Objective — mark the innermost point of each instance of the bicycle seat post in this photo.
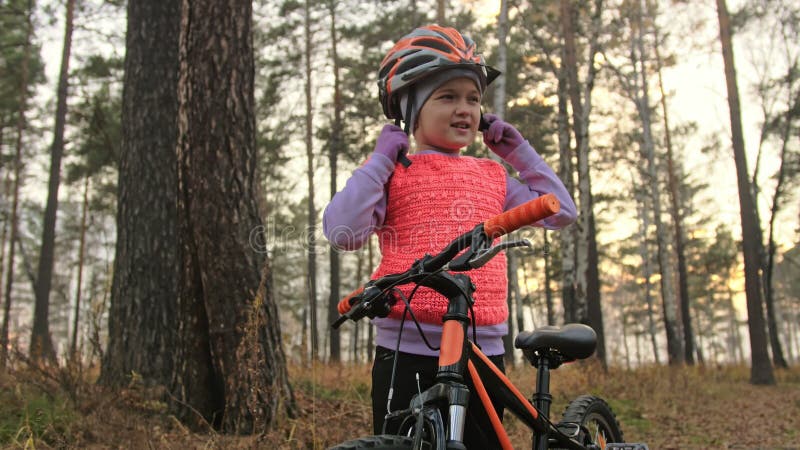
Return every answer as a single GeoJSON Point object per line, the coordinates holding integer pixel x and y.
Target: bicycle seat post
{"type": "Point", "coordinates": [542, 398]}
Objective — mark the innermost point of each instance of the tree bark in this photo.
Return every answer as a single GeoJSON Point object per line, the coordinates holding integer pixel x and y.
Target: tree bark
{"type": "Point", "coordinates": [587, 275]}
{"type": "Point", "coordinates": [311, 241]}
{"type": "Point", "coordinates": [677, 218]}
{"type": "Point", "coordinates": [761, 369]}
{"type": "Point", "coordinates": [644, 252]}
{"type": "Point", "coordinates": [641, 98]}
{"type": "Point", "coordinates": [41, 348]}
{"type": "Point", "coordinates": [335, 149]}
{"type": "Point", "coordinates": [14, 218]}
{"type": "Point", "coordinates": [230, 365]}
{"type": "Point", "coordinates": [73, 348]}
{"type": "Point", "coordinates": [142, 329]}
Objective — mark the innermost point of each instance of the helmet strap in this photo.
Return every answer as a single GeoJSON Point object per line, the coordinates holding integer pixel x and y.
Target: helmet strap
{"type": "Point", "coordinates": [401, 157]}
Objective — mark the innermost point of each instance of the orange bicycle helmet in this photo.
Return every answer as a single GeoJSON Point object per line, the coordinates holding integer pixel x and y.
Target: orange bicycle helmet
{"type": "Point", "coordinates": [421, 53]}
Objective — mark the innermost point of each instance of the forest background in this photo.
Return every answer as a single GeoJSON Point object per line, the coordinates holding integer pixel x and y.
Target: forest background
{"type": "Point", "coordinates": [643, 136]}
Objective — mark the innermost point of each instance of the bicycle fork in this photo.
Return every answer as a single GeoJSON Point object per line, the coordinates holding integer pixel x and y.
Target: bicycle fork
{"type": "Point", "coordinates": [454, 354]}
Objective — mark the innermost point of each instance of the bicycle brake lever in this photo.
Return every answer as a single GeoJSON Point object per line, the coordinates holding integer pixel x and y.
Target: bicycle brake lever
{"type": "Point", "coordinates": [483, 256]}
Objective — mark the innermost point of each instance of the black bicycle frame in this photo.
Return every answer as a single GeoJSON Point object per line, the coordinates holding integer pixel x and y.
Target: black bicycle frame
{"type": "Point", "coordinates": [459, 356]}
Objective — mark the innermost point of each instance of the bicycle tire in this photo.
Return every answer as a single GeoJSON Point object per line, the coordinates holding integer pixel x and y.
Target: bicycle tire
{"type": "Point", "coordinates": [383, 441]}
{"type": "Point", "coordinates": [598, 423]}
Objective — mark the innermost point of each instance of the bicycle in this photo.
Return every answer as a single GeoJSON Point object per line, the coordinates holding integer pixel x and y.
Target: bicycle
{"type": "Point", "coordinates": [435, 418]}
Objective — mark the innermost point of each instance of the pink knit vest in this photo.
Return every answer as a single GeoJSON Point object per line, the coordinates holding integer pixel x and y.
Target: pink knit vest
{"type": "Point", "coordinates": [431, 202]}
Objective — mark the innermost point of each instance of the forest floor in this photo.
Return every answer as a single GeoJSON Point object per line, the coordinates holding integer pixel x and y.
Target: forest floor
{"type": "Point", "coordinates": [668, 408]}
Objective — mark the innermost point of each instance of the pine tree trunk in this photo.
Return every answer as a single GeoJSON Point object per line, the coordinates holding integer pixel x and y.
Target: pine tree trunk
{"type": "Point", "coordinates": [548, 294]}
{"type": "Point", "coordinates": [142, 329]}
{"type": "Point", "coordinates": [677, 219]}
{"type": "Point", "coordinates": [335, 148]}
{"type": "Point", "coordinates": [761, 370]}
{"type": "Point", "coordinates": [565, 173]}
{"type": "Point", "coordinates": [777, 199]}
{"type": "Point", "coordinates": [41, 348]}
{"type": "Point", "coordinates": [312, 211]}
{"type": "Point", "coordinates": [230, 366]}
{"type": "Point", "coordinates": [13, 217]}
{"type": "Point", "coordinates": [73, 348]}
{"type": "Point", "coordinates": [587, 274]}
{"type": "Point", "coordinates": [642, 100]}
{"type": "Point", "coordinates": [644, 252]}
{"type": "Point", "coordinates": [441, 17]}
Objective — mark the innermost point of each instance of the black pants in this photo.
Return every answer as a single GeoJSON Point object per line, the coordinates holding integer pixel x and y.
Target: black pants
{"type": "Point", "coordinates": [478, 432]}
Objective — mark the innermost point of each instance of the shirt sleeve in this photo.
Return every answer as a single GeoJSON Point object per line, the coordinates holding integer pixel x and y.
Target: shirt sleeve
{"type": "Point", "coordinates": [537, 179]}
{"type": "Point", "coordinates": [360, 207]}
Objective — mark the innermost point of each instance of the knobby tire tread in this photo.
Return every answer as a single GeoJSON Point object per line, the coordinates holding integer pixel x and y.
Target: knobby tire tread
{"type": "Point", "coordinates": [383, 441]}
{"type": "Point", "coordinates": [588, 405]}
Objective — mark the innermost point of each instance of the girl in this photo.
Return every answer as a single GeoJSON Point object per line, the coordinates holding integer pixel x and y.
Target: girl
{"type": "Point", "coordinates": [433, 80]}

==*==

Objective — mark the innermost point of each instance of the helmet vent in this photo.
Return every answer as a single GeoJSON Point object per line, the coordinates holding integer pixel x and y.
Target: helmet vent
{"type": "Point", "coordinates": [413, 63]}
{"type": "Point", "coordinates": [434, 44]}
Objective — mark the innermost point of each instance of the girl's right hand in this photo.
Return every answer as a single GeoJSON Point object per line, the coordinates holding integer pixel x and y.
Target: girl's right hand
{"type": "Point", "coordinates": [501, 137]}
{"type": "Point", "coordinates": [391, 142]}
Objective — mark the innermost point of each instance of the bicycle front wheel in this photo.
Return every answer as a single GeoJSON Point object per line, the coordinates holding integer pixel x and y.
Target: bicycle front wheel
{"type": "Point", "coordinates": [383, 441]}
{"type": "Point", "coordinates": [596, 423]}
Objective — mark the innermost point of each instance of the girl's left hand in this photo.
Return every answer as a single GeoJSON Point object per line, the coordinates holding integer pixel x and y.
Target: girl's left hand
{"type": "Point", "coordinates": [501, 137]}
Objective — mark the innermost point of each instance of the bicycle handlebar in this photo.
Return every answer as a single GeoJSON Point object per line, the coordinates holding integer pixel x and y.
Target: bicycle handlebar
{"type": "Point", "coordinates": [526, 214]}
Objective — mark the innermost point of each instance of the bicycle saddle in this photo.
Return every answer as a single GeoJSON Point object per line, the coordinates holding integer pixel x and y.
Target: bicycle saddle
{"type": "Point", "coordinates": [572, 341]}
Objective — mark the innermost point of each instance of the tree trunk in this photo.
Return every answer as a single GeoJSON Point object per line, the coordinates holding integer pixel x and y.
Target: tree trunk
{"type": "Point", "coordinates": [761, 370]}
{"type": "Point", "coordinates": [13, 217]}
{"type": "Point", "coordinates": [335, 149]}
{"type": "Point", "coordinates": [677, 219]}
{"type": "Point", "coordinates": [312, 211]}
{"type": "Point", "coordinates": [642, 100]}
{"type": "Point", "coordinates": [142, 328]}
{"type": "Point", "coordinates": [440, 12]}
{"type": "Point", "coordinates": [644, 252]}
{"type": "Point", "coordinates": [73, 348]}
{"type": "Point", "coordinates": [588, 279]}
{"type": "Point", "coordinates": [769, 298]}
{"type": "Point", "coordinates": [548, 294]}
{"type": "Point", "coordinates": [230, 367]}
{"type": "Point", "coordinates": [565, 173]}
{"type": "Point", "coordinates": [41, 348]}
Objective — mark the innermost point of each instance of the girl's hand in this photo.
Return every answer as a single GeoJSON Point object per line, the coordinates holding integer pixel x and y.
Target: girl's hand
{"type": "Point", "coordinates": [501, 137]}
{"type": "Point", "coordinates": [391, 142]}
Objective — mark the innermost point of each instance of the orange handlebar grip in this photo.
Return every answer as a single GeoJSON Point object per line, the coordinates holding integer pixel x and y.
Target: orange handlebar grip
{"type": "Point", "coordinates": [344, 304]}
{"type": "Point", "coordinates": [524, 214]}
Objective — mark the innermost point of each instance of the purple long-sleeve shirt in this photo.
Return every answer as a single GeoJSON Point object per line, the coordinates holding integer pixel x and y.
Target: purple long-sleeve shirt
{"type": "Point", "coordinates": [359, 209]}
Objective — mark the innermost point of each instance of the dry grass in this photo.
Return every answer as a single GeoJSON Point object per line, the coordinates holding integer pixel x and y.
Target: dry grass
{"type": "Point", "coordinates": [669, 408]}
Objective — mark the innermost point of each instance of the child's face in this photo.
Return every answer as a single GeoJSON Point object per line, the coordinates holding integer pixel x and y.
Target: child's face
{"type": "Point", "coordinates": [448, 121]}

==*==

Find every line in both blocks above that contains the string "tread", and copy each of those lines in full.

Objective — mark the innermost point of each instance of the knobby tire tread in this photo.
Target: knobby tire tread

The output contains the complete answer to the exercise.